*WHAT IS BEING ASKED*: Write the records out again exactly, leaving no images in.

*DATA*:
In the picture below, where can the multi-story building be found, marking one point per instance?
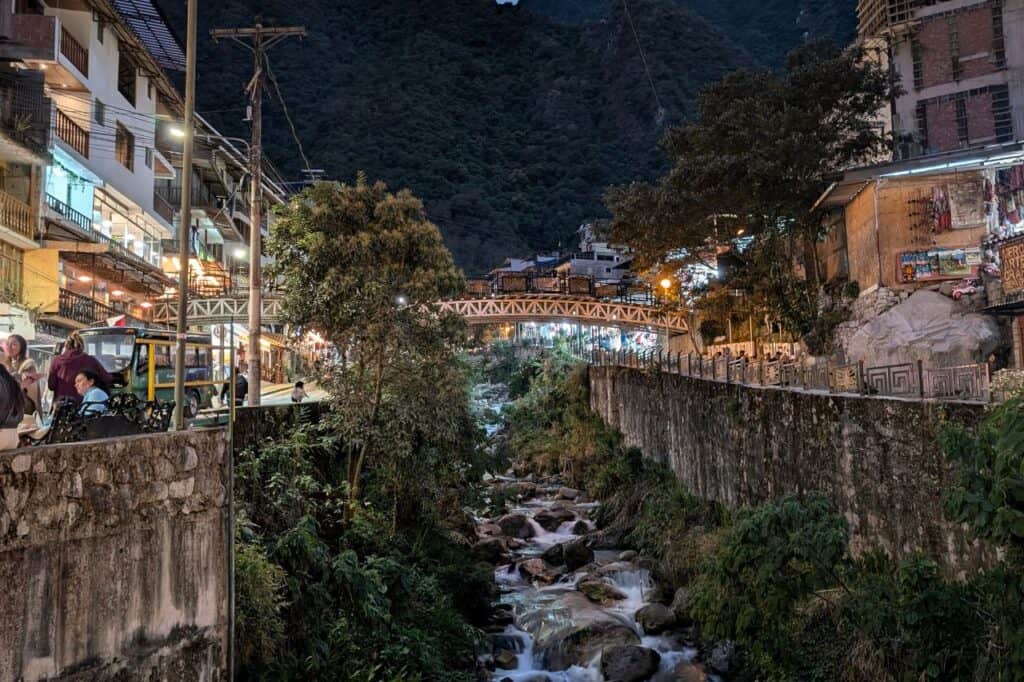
(961, 65)
(102, 228)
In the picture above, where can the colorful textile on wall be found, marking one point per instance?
(938, 264)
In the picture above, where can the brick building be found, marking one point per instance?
(961, 64)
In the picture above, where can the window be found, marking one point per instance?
(11, 259)
(126, 77)
(124, 147)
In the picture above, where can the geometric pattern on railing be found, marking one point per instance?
(967, 381)
(897, 380)
(537, 307)
(217, 310)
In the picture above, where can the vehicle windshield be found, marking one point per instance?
(113, 350)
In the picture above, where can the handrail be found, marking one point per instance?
(910, 380)
(76, 53)
(16, 215)
(74, 134)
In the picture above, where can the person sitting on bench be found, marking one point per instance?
(94, 398)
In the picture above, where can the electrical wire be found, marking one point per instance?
(288, 116)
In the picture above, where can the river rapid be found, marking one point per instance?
(569, 608)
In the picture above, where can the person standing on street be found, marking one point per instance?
(11, 409)
(67, 366)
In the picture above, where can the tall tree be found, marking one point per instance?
(366, 268)
(760, 152)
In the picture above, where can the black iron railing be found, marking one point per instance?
(909, 380)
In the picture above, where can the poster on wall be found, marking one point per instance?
(938, 264)
(967, 204)
(1012, 267)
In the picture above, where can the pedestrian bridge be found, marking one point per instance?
(563, 308)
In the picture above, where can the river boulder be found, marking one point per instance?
(550, 519)
(554, 555)
(567, 494)
(600, 592)
(563, 642)
(577, 554)
(516, 525)
(655, 619)
(629, 664)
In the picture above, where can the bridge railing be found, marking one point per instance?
(910, 380)
(512, 284)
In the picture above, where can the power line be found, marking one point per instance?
(288, 117)
(643, 58)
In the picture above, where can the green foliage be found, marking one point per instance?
(769, 562)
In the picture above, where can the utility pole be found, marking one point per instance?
(261, 39)
(184, 221)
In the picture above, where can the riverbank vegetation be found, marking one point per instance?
(778, 579)
(351, 554)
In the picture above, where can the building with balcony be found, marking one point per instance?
(98, 244)
(961, 65)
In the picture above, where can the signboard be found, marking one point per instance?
(1012, 267)
(938, 264)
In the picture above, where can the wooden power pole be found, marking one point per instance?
(258, 39)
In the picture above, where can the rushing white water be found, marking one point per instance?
(546, 608)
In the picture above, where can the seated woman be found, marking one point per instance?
(94, 398)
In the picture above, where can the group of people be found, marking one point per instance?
(74, 376)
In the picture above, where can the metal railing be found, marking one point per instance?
(75, 52)
(16, 216)
(910, 380)
(71, 132)
(88, 311)
(510, 284)
(86, 224)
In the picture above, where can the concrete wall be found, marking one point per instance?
(113, 559)
(877, 459)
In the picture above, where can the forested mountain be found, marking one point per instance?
(508, 122)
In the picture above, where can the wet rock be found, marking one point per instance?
(567, 494)
(507, 659)
(554, 555)
(538, 569)
(681, 605)
(655, 619)
(629, 664)
(492, 550)
(687, 672)
(577, 554)
(550, 519)
(722, 657)
(600, 592)
(516, 525)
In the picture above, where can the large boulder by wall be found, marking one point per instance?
(927, 327)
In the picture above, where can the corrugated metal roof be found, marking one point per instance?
(151, 28)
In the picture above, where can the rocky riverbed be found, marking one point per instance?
(571, 609)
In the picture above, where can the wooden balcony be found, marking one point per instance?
(16, 216)
(75, 135)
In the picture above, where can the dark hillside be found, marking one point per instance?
(509, 124)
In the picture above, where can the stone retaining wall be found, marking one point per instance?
(877, 459)
(113, 559)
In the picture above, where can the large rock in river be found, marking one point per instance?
(629, 664)
(927, 327)
(571, 631)
(655, 619)
(516, 525)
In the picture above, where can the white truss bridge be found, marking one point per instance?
(548, 307)
(217, 311)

*TASK RESPONSE*:
In the picture below, where can the multi-story building be found, marking one point per instance?
(961, 65)
(102, 228)
In the picture above, where can the colorful textile on wall be found, marking one point per instance?
(938, 264)
In the picture above, where can the brick building be found, marking one point per instance?
(961, 64)
In the picture above, where can the window be found, marking one point per instance?
(11, 259)
(126, 77)
(124, 147)
In the picture above, where can the geometric pattern on railing be found, marking one point per instance?
(967, 381)
(897, 380)
(537, 307)
(217, 310)
In the picture above, where can the vehicle windshield be found, marking one point per instance?
(113, 350)
In the picture above, where can the handrail be found, marking one point per instance?
(910, 380)
(76, 53)
(16, 215)
(74, 134)
In the picture above, where can the person sitting on bench be found, marking one point per instance?
(94, 398)
In the picture above, where can the electrical wire be found, marking one point per instance?
(288, 116)
In the picture above, where can the river rapid be found, marking one point per instance?
(569, 608)
In the picture above, where can the person standing on street be found, marking one point per instance?
(11, 409)
(67, 366)
In the picture above, where can the tall tree be found, marking one point per instance?
(366, 268)
(760, 152)
In the picture above, where can the black iron railing be found, marking one point per instance?
(909, 380)
In the picture above, where can the poster on wall be found, marking one point per instance?
(938, 264)
(967, 204)
(1012, 267)
In the picture above, where can the pedestrian bridge be found, marking one point per instance?
(563, 308)
In the picture above, where can the river boulder be found, marking one point per instance?
(550, 519)
(554, 555)
(567, 494)
(600, 592)
(563, 642)
(577, 554)
(516, 525)
(655, 619)
(629, 664)
In the picture above, where can the bridge railing be found, marking one point per instance?
(910, 380)
(512, 284)
In the picture above, where can the power line be found, marking one point per instance?
(288, 117)
(643, 58)
In the picture above, where can the green foliage be found, marking one point per instance?
(769, 562)
In the picture above, where can the utility pole be found, marking one point per instance?
(261, 39)
(184, 221)
In the picture above, where can the riverbank vegetation be found, marking one point per instance?
(778, 579)
(351, 554)
In the picture above, where can the building with balcony be found, marking one point per instance?
(98, 244)
(961, 65)
In the picture above, where can the signboard be found, marking one point per instance?
(1012, 267)
(938, 264)
In the picture above, where can the wooden power pole be found, marking one point per instance?
(258, 39)
In the picture above, where can the rushing white water be found, marking one point per instance?
(546, 608)
In the picture above, where can the seated woman be found, marking one point per instance?
(94, 398)
In the picture above, where can the group of people be found, marking one point per instance?
(74, 376)
In the picture above, where can the metal railing be found, marking one point per instance?
(75, 52)
(16, 216)
(910, 380)
(71, 132)
(88, 311)
(510, 284)
(86, 224)
In the picture above, where can the concrete wall be found, marking one point per instance?
(113, 559)
(877, 459)
In the picture above, where can the forested mountain be found, marking one point per instance?
(508, 122)
In the picture above, where can the wet rock be found, marking one point per instance?
(567, 494)
(507, 659)
(554, 555)
(538, 569)
(681, 605)
(655, 619)
(629, 664)
(492, 550)
(687, 672)
(577, 554)
(550, 519)
(722, 657)
(600, 592)
(516, 525)
In the picture above, where can the large boulder by wall be found, marking one point per instance?
(927, 327)
In the picture above, where can the corrugated metal roof be found, marking one point per instance?
(151, 28)
In the picture above, where can the rocky riverbed be found, marking one point per instance?
(571, 609)
In the picture above, where can the wooden balcony be found, marking one point per instance?
(16, 216)
(75, 135)
In the picture above, where can the dark hillside be found, marking one point per instance?
(509, 124)
In the picture above, where can the stone retaining wall be found, marking one point per instance?
(877, 459)
(113, 559)
In the picture above, where can the large rock in river be found, marking one point per instance?
(629, 664)
(927, 327)
(571, 631)
(655, 619)
(516, 525)
In the picture above, where can the white truss bridge be found, marking one point per instance?
(548, 307)
(217, 311)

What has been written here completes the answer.